• **Exercise directions**
Reproduce the entries below verbatim, from the line containing "Please segment every instance of the green" through the end of the entries.

• **Provided information**
--- BEGIN ---

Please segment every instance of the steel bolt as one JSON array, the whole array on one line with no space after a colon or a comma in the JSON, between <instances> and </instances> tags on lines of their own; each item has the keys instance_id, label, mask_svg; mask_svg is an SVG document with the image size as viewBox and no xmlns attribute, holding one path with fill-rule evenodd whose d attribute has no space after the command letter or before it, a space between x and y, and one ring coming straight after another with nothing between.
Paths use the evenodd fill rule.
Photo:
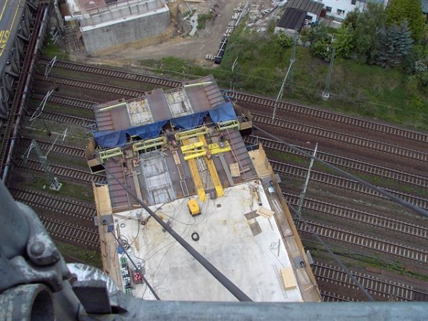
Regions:
<instances>
[{"instance_id":1,"label":"steel bolt","mask_svg":"<svg viewBox=\"0 0 428 321\"><path fill-rule=\"evenodd\" d=\"M43 254L45 250L45 245L43 242L36 241L30 248L30 253L34 256L40 256Z\"/></svg>"}]
</instances>

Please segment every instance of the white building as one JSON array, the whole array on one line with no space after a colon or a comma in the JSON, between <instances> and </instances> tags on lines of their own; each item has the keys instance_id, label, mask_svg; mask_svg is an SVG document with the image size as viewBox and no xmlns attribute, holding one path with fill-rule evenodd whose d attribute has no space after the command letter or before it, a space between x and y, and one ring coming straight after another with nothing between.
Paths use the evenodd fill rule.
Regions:
<instances>
[{"instance_id":1,"label":"white building","mask_svg":"<svg viewBox=\"0 0 428 321\"><path fill-rule=\"evenodd\" d=\"M369 0L316 0L324 4L325 15L336 20L343 20L349 12L355 9L362 11L367 8ZM374 0L386 6L388 0Z\"/></svg>"}]
</instances>

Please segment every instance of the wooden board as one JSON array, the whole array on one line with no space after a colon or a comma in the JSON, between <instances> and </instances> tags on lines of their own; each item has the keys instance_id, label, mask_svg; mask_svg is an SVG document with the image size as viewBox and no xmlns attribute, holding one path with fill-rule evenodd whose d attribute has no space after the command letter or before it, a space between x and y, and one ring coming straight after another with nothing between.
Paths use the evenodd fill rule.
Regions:
<instances>
[{"instance_id":1,"label":"wooden board","mask_svg":"<svg viewBox=\"0 0 428 321\"><path fill-rule=\"evenodd\" d=\"M240 173L239 171L239 164L238 163L233 163L229 165L230 169L230 174L232 177L240 177Z\"/></svg>"},{"instance_id":2,"label":"wooden board","mask_svg":"<svg viewBox=\"0 0 428 321\"><path fill-rule=\"evenodd\" d=\"M292 268L281 268L281 277L285 290L296 288L296 277L292 272Z\"/></svg>"},{"instance_id":3,"label":"wooden board","mask_svg":"<svg viewBox=\"0 0 428 321\"><path fill-rule=\"evenodd\" d=\"M263 208L263 207L260 207L258 208L258 210L257 210L257 212L255 212L255 213L257 214L258 214L259 215L264 216L265 218L272 218L272 216L273 216L273 215L275 214L275 212L273 210L270 210L268 208Z\"/></svg>"}]
</instances>

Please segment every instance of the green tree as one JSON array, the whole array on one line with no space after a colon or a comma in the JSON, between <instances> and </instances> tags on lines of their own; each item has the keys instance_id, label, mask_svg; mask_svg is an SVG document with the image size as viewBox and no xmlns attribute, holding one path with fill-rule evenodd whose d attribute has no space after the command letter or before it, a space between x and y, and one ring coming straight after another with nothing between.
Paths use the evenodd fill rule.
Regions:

--- END ---

• **Full answer**
Please segment every instance of the green tree as one JSON array, the whole array on one line with no space after a colon or a comma in the JSON, between <instances> and </instances> tags on lines of their own; each item has the keys instance_id, label, mask_svg; mask_svg is an SVG document with the image size as viewBox and no xmlns attribute, holding one path with fill-rule evenodd whose d attribute has no space after the command letter or before it, a space between x and y, and one ring coming straight after another with nothing between.
Paths use the evenodd fill rule.
Regions:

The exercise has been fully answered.